Passage provided =

======

Re: Using a cache as an affinity co-located processing buffer in Ignite.Net

Pavel Tupitsyn Tue, 24 Apr 2018 11:08:12 -0700

ContinuousQuery is the best practice for most kinds of streaming use cases.
I think it fits your use case as well.


On Tue, Apr 24, 2018 at 10:08 AM, Raymond Wilson <[email protected]
> wrote:

> Thanks, that makes sense.
>
> From a best practices perspective, is better to have a grid deployed
> service on each node executing local continuous queries against the cache
> and orchestrating the processing from within the service, versus having
> some singular context in the grid that uses the continuous query by placing
> processing orchestration logic in the filter sent to the remote nodes?
>
> Sent from my iPhone
>
> On 24/04/2018, at 6:53 PM, Pavel Tupitsyn <[email protected]> wrote:
>
> Sorry, looks like I have misunderstood you.
>
> If you need initial scan, of course you can have it by using ScanQuery as
> initialQuery.
> Place all the processing logic into the ScanQuery filter, and return false
> from there.

======

Dataset excerpts =

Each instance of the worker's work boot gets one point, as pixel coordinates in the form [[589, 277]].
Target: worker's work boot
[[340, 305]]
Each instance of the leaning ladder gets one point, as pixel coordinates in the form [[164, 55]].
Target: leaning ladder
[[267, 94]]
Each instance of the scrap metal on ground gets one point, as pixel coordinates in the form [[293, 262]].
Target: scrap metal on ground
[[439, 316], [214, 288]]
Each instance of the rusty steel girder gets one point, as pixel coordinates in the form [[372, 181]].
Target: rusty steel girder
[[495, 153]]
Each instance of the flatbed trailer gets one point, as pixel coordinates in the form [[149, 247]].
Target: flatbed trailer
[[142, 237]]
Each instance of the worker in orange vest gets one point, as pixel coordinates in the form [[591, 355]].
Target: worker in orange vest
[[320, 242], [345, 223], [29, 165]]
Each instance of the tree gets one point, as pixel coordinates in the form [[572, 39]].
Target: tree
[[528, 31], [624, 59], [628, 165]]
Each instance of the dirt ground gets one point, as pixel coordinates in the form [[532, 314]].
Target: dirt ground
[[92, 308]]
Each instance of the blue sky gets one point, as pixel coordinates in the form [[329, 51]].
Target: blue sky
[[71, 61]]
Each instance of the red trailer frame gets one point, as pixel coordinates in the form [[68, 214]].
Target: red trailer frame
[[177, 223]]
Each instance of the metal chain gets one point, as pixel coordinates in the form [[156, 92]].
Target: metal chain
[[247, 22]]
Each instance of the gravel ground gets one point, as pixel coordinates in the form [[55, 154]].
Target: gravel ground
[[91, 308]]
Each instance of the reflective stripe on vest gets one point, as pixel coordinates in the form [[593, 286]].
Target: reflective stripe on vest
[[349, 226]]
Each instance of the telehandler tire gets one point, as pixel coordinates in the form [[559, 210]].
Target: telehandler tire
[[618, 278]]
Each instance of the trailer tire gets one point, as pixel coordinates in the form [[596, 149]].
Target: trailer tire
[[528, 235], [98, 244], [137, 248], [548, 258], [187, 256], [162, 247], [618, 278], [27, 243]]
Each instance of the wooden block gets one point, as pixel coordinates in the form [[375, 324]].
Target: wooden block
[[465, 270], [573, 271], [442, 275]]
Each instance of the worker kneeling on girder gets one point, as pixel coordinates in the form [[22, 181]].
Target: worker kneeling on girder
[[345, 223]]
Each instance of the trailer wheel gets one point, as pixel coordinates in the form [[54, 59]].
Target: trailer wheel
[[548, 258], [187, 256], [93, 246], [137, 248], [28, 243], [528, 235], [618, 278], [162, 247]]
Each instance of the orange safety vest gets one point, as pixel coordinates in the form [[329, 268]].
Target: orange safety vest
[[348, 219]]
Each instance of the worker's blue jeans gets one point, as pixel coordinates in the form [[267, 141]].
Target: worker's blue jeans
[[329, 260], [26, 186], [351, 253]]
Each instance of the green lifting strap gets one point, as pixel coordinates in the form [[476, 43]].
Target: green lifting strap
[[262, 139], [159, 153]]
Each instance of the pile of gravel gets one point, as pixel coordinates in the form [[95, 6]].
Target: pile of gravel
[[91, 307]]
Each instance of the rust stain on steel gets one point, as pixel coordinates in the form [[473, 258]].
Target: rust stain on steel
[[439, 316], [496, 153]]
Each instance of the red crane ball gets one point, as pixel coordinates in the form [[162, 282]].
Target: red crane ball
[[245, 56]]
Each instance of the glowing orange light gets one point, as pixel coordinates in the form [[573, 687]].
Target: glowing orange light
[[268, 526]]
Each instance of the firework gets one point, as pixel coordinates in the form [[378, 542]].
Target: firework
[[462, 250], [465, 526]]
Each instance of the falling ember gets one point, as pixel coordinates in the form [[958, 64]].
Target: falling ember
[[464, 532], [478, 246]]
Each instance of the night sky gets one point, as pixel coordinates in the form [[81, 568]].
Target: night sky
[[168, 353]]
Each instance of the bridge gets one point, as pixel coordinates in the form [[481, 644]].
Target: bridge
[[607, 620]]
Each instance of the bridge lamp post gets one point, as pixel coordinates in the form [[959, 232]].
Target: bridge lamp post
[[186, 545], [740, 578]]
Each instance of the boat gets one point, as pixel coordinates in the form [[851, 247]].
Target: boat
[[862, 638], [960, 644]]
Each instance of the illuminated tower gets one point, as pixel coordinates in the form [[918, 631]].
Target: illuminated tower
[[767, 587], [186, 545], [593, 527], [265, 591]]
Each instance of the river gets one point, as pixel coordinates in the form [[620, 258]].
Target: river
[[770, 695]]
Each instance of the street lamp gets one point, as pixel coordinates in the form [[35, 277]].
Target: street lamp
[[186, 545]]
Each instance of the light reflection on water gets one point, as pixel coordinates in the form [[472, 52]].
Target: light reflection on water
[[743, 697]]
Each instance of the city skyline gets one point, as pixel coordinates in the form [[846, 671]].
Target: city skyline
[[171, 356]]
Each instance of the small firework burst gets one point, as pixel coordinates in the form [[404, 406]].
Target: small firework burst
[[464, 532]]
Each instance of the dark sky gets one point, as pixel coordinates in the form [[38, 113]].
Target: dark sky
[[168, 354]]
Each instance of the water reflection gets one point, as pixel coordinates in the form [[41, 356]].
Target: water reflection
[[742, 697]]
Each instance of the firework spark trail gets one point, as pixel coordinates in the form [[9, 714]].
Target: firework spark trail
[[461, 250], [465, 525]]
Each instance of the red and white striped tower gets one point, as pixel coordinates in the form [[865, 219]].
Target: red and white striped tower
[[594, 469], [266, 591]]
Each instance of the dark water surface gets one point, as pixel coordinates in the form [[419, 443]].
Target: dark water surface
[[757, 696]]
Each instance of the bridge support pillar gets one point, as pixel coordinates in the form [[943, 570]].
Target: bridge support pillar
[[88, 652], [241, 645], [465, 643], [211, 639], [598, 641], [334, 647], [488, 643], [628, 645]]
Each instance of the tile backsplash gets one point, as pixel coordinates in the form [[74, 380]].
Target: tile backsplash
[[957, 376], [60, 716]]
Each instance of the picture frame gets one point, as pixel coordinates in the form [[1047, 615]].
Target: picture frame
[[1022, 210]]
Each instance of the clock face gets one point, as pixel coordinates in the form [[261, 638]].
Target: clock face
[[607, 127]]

======

Required task A = From the Ignite.Net thread, output the text starting with "ContinuousQuery is the" and going on through "that makes sense.".
Required task B = In the Ignite.Net thread, what is called the best practice for most kinds of streaming use cases?

Correct result A =
ContinuousQuery is the best practice for most kinds of streaming use cases.
I think it fits your use case as well.


On Tue, Apr 24, 2018 at 10:08 AM, Raymond Wilson <[email protected]
> wrote:

> Thanks, that makes sense.

Correct result B = ContinuousQuery